(AIM) Copy out all the records below, swapping "Objective" for "Goal" wherever it occurs and leaving everything else untouched.

(THE RECORDS)

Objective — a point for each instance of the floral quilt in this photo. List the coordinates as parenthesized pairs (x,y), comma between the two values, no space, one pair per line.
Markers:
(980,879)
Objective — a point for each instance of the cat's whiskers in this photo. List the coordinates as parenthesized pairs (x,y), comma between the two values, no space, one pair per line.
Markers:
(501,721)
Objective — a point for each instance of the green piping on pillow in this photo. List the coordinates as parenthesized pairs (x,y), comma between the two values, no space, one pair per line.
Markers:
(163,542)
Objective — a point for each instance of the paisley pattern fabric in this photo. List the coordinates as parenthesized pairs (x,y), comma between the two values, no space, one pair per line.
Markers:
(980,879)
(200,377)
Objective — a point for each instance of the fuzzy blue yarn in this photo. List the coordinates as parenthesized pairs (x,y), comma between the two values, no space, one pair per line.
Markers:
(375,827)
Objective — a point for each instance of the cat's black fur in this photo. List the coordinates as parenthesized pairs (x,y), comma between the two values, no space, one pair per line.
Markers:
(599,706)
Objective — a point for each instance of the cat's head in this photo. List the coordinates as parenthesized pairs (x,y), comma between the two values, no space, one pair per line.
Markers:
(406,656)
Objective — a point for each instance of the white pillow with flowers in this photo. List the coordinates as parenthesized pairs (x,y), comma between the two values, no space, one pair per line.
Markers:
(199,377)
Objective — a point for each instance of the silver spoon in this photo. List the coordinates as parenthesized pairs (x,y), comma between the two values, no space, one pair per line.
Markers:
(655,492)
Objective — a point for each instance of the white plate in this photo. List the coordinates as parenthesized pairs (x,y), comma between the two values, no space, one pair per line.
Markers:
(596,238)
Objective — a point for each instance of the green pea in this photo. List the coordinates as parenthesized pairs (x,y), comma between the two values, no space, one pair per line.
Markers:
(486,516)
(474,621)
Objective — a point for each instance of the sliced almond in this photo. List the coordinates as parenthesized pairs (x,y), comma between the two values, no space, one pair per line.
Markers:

(SOLVED PROBLEM)
Goal — a point for each instance of the floral quilt in this photo. List the coordinates as parenthesized pairs (x,y), comma between the two values, no space, one pair per line.
Markers:
(980,879)
Goal — a point for each instance of the cat's whiskers in this photo. List the coordinates as parenthesized pairs (x,y), comma between the two values, no space, one pair per line.
Markers:
(501,721)
Goal — a point for each instance of the green piping on pillow in this photo. List the coordinates as parenthesized pairs (x,y), comma between the two values, no space, one pair per line.
Markers:
(163,542)
Goal — a point for each instance of the paisley pattern fabric in this photo. List the coordinates as parenthesized pairs (x,y), comma between the two values, no space, one pair per line.
Markers:
(980,879)
(200,377)
Goal — a point for each instance of the fuzzy blue yarn in this photo. List the coordinates as parenthesized pairs (x,y), comma between the two values, no space, one pair per line.
Markers:
(375,827)
Goal — a point for each instance of the cat's black fur in this photo. List the coordinates as parenthesized pairs (x,y), comma between the two values, no space, one pair per line.
Markers:
(599,706)
Goal — a point for each instance of the cat's head in this photo. List the coordinates as parenthesized pairs (x,y), comma between the two values, no space, one pair per line.
Markers:
(406,656)
Goal — a point for each instance of the white pillow with flowers in this photo. List the coordinates as parenthesized pairs (x,y), comma between the two values, no space, one pair per line.
Markers:
(199,377)
Goal — a point for each instance of the silver spoon in this photo. List the coordinates as parenthesized pairs (x,y), comma between the two values, no space, one pair per line.
Markers:
(655,492)
Goal — a point for each instance of the white plate in this photo. List the coordinates as parenthesized pairs (x,y), comma between the two values, no space, one pair per line.
Markers:
(596,238)
Goal — a point for each instance of the green pea in this photo. List the coordinates as parenthesized pairs (x,y), comma between the two values, no space, one pair per line.
Markers:
(486,516)
(474,621)
Goal — a point for each instance of the sliced almond in this photo. List the coordinates as parenthesized pairs (x,y), comma between the two values, no space, one pair per line.
Markers:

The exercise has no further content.